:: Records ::
════
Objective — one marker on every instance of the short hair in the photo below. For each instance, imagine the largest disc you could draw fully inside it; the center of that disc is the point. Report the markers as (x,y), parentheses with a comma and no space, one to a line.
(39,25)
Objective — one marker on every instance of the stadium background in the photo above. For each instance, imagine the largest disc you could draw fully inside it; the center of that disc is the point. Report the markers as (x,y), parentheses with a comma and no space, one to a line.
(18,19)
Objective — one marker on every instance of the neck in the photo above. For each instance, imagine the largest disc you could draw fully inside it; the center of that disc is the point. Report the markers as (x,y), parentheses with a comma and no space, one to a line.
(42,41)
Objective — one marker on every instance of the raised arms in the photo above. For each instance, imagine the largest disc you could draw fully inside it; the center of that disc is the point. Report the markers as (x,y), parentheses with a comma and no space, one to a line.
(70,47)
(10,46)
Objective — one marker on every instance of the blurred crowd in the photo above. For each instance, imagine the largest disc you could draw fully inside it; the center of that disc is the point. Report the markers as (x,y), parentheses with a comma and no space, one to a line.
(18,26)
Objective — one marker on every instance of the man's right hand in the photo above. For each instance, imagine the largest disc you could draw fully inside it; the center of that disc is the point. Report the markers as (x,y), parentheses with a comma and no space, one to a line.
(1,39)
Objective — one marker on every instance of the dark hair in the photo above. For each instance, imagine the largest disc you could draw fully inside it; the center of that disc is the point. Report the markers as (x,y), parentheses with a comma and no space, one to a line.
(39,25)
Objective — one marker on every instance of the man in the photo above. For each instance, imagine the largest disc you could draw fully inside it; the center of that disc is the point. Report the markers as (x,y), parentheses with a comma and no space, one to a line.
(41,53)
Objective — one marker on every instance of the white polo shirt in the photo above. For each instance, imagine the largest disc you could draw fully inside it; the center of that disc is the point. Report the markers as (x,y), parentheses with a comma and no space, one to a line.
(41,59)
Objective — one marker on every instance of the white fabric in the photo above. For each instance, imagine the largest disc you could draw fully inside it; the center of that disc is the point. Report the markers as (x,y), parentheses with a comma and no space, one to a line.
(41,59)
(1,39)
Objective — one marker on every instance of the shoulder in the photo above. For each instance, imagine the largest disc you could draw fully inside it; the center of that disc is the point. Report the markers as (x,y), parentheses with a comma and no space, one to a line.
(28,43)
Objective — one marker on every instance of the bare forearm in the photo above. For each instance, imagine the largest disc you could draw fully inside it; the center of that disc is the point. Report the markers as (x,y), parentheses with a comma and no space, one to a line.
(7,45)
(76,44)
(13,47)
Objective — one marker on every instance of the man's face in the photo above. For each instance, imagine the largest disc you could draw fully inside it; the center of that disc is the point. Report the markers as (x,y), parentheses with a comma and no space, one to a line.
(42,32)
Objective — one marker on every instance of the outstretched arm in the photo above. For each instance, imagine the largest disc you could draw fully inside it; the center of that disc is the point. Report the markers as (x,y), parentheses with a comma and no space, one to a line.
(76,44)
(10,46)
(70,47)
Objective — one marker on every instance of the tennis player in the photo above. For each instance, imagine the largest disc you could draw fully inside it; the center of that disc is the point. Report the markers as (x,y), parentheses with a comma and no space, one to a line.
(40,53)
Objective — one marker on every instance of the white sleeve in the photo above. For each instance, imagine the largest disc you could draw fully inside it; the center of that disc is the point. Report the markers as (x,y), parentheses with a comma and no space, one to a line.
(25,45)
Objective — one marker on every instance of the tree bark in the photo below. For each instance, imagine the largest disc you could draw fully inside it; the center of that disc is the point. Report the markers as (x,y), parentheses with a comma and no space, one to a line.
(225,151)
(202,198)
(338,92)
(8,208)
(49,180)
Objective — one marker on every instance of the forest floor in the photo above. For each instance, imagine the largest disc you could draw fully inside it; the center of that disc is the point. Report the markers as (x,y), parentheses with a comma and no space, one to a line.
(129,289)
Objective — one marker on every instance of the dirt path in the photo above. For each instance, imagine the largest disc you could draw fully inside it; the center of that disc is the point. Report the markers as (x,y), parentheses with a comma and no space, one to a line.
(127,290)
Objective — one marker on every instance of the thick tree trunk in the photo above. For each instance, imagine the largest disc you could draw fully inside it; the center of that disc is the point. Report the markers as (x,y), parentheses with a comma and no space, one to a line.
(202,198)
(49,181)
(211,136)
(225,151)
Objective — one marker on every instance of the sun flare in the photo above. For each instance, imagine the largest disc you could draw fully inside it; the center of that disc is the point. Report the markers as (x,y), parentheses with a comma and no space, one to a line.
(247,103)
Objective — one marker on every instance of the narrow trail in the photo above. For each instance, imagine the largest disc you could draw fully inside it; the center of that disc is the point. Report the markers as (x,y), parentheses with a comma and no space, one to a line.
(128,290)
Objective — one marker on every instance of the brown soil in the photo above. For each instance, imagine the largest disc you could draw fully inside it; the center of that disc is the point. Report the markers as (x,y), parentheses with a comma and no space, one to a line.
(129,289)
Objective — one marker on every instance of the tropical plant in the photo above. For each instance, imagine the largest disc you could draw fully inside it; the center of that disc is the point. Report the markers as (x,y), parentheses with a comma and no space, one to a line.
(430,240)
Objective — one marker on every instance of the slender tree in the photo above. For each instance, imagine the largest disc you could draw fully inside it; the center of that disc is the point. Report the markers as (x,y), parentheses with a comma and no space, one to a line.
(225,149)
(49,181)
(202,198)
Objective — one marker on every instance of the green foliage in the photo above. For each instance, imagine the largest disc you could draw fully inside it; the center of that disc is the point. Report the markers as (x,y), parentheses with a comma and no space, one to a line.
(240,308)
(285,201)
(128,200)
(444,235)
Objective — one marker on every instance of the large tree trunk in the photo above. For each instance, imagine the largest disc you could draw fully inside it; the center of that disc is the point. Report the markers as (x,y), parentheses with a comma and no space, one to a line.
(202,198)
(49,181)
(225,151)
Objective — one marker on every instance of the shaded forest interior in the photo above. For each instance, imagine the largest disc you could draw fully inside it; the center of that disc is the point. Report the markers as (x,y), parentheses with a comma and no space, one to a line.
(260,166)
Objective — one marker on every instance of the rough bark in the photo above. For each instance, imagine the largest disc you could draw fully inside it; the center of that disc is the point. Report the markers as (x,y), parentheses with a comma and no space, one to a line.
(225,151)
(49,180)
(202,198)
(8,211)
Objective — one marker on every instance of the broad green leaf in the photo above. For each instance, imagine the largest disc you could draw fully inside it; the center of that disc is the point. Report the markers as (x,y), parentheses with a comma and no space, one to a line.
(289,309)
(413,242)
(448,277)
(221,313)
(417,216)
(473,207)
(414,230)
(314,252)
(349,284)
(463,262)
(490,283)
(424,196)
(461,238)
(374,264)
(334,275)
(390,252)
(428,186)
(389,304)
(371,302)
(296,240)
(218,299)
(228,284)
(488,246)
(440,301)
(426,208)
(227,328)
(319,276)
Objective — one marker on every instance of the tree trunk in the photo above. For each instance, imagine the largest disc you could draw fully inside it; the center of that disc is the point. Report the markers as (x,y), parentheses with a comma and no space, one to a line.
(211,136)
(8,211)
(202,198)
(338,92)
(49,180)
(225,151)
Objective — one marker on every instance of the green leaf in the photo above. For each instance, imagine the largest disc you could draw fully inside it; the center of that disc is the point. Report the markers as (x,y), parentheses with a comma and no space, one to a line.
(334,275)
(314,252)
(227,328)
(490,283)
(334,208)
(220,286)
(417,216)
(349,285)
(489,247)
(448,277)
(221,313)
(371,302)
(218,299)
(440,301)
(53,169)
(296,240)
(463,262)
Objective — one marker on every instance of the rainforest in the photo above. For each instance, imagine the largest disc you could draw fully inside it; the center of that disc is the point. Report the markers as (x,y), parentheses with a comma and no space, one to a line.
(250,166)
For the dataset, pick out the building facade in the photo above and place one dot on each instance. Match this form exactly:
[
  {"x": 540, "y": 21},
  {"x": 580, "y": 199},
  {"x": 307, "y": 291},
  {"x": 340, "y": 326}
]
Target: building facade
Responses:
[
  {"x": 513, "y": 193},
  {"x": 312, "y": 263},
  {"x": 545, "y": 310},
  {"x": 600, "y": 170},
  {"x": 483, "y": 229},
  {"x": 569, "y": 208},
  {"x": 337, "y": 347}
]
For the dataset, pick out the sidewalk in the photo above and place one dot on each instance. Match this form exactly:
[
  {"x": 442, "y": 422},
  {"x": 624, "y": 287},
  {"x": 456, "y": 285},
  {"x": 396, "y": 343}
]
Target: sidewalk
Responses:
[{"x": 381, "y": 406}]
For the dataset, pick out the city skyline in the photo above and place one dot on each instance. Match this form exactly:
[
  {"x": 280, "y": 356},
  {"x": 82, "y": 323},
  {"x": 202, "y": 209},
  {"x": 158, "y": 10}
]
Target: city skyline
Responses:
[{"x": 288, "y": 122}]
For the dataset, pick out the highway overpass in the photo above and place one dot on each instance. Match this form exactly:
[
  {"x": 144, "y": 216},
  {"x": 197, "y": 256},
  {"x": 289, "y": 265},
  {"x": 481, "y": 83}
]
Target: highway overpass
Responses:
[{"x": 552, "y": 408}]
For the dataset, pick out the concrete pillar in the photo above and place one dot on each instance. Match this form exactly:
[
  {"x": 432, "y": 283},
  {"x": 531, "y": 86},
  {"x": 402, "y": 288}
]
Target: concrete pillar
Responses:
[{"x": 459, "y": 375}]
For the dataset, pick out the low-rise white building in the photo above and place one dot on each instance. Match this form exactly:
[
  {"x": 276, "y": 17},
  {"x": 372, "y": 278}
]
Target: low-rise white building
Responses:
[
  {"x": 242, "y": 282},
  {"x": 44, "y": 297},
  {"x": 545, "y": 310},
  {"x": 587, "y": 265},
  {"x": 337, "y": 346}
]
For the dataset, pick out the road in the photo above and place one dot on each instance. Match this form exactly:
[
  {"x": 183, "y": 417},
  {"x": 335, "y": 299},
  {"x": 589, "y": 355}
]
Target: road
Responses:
════
:: PROBLEM DESCRIPTION ::
Repeat the lines from the one containing "For the dataset, pick out the sidewalk" through the end of the listing, exactly and without any other lines; both ends are included.

:: SOLUTION TO THE PROBLEM ::
For the dataset, pick out the sidewalk in the photo above and place one dot on each instance. Match this form exactly:
[
  {"x": 442, "y": 422},
  {"x": 624, "y": 287},
  {"x": 456, "y": 285},
  {"x": 396, "y": 343}
]
Target: sidewalk
Responses:
[{"x": 381, "y": 406}]
For the dataset, pick out the city skyline in the photo above and place one dot on each instance. Match this form exactly:
[
  {"x": 280, "y": 356},
  {"x": 82, "y": 323},
  {"x": 202, "y": 209},
  {"x": 158, "y": 10}
]
Target: city skyline
Responses:
[{"x": 288, "y": 122}]
For the dataset, pick out the highway overpass in the photo above and place one dot on each instance. Match this form exactly:
[
  {"x": 144, "y": 216},
  {"x": 197, "y": 256},
  {"x": 289, "y": 265},
  {"x": 481, "y": 83}
]
Target: highway overpass
Responses:
[{"x": 552, "y": 408}]
For the dataset, pick out the concrete pillar in the photo above and place one dot on each instance. Match this form exactly:
[
  {"x": 432, "y": 283},
  {"x": 531, "y": 86},
  {"x": 402, "y": 288}
]
Target: concrete pillar
Responses:
[{"x": 459, "y": 375}]
For the dataset, pick out the low-rise white building in the photo above and place one dot on each instance. Match this form exactly:
[
  {"x": 276, "y": 17},
  {"x": 372, "y": 278}
]
Target: low-rise white building
Responses:
[
  {"x": 242, "y": 282},
  {"x": 44, "y": 297},
  {"x": 545, "y": 310},
  {"x": 587, "y": 265},
  {"x": 337, "y": 346}
]
For the dataset, pick out the road in the photo above and place one dot on each instance. Match this form exactly:
[
  {"x": 183, "y": 417},
  {"x": 335, "y": 299},
  {"x": 589, "y": 355}
]
Target: road
Responses:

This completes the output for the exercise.